§ **Recorded information**:
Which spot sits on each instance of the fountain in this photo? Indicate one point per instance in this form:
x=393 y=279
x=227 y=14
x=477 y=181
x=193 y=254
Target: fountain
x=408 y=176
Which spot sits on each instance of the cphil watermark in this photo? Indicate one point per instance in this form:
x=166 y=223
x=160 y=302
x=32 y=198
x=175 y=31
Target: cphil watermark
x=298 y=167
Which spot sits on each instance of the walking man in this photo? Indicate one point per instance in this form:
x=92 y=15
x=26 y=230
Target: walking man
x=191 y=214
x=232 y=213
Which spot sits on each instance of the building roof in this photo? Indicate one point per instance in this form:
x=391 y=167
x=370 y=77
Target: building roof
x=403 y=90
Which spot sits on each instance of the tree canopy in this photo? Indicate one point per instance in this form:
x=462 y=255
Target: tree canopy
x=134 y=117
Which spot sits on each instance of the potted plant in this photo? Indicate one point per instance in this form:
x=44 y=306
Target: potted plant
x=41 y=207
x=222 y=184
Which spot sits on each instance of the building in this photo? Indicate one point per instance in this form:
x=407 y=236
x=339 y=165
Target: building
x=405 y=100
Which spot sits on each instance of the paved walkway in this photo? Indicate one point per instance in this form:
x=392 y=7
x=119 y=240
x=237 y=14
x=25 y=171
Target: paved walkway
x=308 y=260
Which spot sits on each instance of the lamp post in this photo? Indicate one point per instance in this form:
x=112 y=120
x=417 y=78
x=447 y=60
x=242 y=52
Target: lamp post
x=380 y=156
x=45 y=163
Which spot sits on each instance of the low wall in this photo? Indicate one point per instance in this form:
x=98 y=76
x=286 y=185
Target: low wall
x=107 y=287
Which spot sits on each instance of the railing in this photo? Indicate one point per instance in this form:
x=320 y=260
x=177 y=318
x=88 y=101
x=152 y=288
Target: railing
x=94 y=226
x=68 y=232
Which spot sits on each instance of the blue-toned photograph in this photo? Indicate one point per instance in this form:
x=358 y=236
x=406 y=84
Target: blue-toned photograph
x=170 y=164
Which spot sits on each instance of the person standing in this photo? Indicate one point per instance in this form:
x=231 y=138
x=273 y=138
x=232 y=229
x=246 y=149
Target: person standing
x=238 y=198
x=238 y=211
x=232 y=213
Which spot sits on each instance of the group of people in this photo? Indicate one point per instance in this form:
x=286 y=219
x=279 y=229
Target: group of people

§ **Given task**: Reproduce every row above, changing "Indicate one point per instance" to "Give a single point for every instance" wherever it occurs and leaving all other text unchanged.

§ **Task response**:
Which spot sits on each instance of the fountain in this photo? Give a single point for every instance in this form:
x=393 y=279
x=227 y=14
x=477 y=181
x=193 y=254
Target: fountain
x=408 y=176
Which spot sits on each instance of the cphil watermark in this photo? Give a single point for every instance in this form:
x=166 y=223
x=160 y=302
x=32 y=198
x=175 y=31
Target: cphil watermark
x=298 y=167
Which spot sits on each instance of the walking man in this photo? Give a single point for every instance in this form:
x=92 y=15
x=26 y=230
Target: walking man
x=191 y=214
x=232 y=213
Which spot sits on each instance of the building roof in this photo? Give a single point for every instance in this form:
x=391 y=167
x=370 y=77
Target: building roof
x=403 y=90
Which spot sits on each instance of the tree canopy in this photo? Give a single point for every instance in this form:
x=462 y=255
Target: tree canopy
x=134 y=117
Which spot sits on each instance of the potted plant in this photo? Give a single point for every instance in this form:
x=44 y=306
Target: potted plant
x=41 y=207
x=222 y=184
Which spot sits on each instance of the building in this photo? Give a single point for every instance in this form:
x=407 y=236
x=339 y=165
Target: building
x=405 y=100
Which spot sits on each instance of the paved walkway in this photo? Give a single point for every instance in this form:
x=392 y=7
x=119 y=240
x=237 y=14
x=25 y=171
Target: paved walkway
x=308 y=260
Which spot sits on each instance of the lamp post in this photo? Give a single point for every instance in this form:
x=112 y=120
x=417 y=78
x=447 y=60
x=242 y=52
Target: lamp post
x=380 y=156
x=45 y=163
Which spot sits on each instance of the low wall in this photo? Give a single point for every instance in this form:
x=98 y=76
x=286 y=185
Target: low wall
x=107 y=287
Which spot sits on each instance of the railing in this photo? Give a single point for every instance in this form:
x=320 y=260
x=177 y=318
x=88 y=101
x=152 y=288
Target: railing
x=94 y=226
x=68 y=232
Which spot sits on each instance of the blue-toned photograph in this photo? Give a single point for every instance in this form:
x=358 y=236
x=406 y=84
Target: blue-toned photograph
x=170 y=164
Which spot sits on each instance of the person standing in this photo? Give a single point for every instance in this form:
x=231 y=138
x=273 y=138
x=232 y=229
x=246 y=149
Target: person standing
x=238 y=198
x=238 y=211
x=232 y=213
Which spot sits on each instance of the group of people in this photo? Give a single point for every instance in this form:
x=286 y=219
x=279 y=229
Target: group of people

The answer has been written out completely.